### 資料抜粋
= = =

例えばとありますが、他の手段・方法、いろいろな行政指導をするなり、そういったことによってちゃんと持って帰れるということであれば、そこまで措置命令をする必要はないけれども、通常は通報を受けた場合には、緊急性に鑑みて、ここでいう人の健康に係る被害を防止するために必要があると認めるときと解されるのではないかということです。こういった整理で外務省の方からも条約上の規定は担保されているとの見解を頂いているところです。
 行政代執行につきましては26ページです。まず事実関係として過去に行政代執行を実施したケースがございますが、その際には代執行法第2条の規定が阻害要因とはなっておりません。これは法務省等にも確認いたしましたが、過去の裁判例とか、文献等では、「著しく公益に反する」か否かの判断は、行政庁に裁量権が認められます。公益性要件は行政庁にとって過去の裁判でも大きなハードルにはなっていなくて、実際に違法とされていた裁判例はございませんということです。他方でということで、「著しく公益に反する」と認めるかどうかについては、法令の趣旨・目的であるとか、義務違反の態様、義務違反を放置した場合の障害等を考慮して、慎重に判断すべきという見解を頂いたところです。

= = =

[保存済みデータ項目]
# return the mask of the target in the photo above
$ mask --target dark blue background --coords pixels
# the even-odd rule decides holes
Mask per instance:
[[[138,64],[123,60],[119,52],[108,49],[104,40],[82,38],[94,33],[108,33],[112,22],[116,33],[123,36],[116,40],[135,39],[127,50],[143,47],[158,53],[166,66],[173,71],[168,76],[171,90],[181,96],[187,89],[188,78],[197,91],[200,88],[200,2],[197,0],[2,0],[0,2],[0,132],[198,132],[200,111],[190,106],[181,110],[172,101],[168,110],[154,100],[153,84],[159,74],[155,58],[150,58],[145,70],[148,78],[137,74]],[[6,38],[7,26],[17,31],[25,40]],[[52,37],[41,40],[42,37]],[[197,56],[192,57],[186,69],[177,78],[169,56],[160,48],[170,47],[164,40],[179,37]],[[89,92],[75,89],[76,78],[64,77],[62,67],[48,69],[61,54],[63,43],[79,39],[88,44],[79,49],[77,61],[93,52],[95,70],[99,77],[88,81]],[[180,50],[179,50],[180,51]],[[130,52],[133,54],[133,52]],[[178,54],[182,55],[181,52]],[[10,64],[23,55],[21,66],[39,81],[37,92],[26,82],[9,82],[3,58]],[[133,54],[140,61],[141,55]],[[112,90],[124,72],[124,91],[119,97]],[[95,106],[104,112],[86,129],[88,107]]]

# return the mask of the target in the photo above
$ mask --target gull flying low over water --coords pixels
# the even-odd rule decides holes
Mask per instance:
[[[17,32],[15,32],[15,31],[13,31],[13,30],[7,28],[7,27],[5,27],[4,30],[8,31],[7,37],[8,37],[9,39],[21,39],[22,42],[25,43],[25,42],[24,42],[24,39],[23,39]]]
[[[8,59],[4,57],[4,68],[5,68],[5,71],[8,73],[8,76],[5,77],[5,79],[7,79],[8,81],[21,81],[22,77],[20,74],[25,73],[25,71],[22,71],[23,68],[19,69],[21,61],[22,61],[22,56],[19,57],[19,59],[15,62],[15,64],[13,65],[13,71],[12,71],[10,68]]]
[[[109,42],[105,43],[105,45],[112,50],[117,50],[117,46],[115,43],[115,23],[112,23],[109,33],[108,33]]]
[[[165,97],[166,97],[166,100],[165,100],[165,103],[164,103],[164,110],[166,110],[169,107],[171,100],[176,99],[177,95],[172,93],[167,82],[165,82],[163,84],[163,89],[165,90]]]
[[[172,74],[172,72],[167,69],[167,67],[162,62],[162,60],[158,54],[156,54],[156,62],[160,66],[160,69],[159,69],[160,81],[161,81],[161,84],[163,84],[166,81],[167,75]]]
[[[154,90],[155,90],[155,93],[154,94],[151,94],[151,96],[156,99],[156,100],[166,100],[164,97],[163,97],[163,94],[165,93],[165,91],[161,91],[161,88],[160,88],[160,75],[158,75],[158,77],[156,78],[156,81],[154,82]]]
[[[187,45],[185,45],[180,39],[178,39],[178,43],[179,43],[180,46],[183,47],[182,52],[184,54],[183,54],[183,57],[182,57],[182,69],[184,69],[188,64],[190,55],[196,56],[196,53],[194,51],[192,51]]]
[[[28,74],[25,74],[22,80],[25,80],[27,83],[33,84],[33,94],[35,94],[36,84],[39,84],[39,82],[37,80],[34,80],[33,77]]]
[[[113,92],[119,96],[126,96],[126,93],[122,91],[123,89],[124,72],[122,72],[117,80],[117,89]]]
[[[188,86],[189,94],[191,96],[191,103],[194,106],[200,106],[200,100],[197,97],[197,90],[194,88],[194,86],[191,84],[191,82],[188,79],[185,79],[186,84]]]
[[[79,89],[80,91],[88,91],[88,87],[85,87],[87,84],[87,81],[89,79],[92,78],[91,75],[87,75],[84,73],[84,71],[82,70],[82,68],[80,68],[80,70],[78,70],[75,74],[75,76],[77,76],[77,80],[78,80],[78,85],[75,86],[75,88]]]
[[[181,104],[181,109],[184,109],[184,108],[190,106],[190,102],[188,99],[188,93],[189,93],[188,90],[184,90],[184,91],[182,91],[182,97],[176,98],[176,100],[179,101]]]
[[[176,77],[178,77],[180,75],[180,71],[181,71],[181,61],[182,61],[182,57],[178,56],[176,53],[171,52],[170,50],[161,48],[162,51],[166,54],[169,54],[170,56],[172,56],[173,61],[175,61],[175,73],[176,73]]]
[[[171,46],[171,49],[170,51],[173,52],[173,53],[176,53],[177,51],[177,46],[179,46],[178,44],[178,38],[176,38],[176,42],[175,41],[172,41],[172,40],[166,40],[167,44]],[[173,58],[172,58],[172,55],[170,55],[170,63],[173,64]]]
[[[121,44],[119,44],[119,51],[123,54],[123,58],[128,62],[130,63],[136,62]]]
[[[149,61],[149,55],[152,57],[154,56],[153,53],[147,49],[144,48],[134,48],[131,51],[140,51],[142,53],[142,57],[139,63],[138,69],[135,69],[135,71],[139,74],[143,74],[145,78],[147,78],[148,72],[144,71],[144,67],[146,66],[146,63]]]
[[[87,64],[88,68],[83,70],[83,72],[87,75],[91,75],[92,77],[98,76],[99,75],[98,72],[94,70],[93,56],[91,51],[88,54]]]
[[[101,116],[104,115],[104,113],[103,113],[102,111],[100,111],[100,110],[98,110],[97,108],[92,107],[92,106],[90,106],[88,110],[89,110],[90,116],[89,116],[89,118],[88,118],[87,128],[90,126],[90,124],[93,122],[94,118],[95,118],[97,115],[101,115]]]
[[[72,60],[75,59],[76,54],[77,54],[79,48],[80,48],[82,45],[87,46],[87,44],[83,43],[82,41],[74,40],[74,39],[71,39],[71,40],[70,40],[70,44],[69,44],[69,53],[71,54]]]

= = =

### 課題の条件
a) 資料抜粋によると、「著しく公益に反する」かどうかを判断する際に考慮すべき事項は何ですか。すべて挙げてください。
b) 各行の中から文字列「pixels」を含む行をすべて探し出し、そのまま書き写してください。大文字と小文字は区別します。
資料抜粋と各行は、別々の出典から取られています。

### 課題別の解答
a)
法令の趣旨・目的
義務違反の態様
義務違反を放置した場合の障害等

b)
$ mask --target dark blue background --coords pixels
$ mask --target gull flying low over water --coords pixels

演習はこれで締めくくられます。